◆ Task statement
Restate every record that follows, keeping it exact.

*** Opening Records supplied ***

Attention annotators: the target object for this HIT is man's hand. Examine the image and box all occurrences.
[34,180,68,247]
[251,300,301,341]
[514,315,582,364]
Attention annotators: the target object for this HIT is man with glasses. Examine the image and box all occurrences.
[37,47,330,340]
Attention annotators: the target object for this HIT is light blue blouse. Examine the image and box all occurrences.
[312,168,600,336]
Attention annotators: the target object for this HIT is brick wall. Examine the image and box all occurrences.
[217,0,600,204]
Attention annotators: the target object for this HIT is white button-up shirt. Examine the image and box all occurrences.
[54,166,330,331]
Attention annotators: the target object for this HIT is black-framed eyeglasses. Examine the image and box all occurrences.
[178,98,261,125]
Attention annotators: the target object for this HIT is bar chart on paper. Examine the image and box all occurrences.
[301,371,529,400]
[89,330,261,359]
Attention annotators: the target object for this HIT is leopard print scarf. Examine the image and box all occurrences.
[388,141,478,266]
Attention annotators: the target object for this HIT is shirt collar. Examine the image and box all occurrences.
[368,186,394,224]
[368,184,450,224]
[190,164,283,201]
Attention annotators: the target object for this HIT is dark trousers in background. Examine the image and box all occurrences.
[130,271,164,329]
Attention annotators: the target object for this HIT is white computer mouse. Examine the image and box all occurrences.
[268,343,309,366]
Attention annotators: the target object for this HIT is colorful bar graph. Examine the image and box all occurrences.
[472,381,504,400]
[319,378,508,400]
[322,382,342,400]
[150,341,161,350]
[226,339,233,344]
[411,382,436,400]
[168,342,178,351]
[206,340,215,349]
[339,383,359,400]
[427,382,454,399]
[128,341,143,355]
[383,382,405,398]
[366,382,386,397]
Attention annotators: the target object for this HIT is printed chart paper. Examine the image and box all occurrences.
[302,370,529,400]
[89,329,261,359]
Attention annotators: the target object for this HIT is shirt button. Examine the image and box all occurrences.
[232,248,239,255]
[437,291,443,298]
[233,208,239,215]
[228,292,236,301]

*** Closing Records supplied ***

◆ Task response
Attention annotators: the target object for this HIT is man's hand. Examine the image and box all occurrences.
[34,180,68,247]
[251,300,301,341]
[514,315,582,364]
Attention annotators: the target object for this HIT is man with glasses. Examine the image and box all occurrences.
[37,47,330,340]
Attention annotators: the target object for this HIT is light blue blouse. Examine the image and box all occurrences.
[312,168,600,336]
Attention annotators: the target object for this HIT is brick wall. Examine the image and box all occurrences.
[217,0,600,204]
Attention annotators: the target object for this HIT is white button-up shirt. Examine the image and box all occurrences.
[54,166,330,331]
Attention annotators: the target object for this HIT is black-framed eyeglasses. Examine the image and box all occurrences.
[178,98,261,125]
Attention annotators: the target object for this HIT is bar chart on paper. Examine the image and box all occurrences.
[301,371,529,400]
[89,330,261,359]
Attention annotators: the target object for this HIT is leopard print scarf. Examine the image and box all occurrences.
[388,141,478,266]
Attention annotators: the target object for this HIT is shirt collar. Examine the image and box all occurrences.
[368,186,394,224]
[368,184,450,224]
[190,164,283,201]
Attention annotators: the target object for this HIT is dark trousers in background. Examine the image and box all occurrences.
[130,271,164,329]
Attention annotators: the target object for this HIT is white computer mouse. Examine the image and box all occurrences.
[268,343,309,366]
Attention annotators: the target object for this HIT is colorful bar graph. Examine the image and box all occurrences.
[472,381,504,400]
[319,378,508,400]
[322,382,342,400]
[150,341,161,350]
[226,339,233,344]
[411,382,436,400]
[168,342,178,351]
[206,340,215,349]
[339,383,359,400]
[427,382,454,399]
[128,341,143,355]
[383,382,405,398]
[366,382,386,397]
Attention annotators: the target object for this HIT is printed chart paper. Examine the image and box all occurrences.
[302,370,529,400]
[89,329,261,359]
Attention annotators: the target object for this HIT is shirt button. Examine the image and box all occurrences.
[232,248,239,255]
[437,291,443,298]
[233,208,239,215]
[228,292,236,301]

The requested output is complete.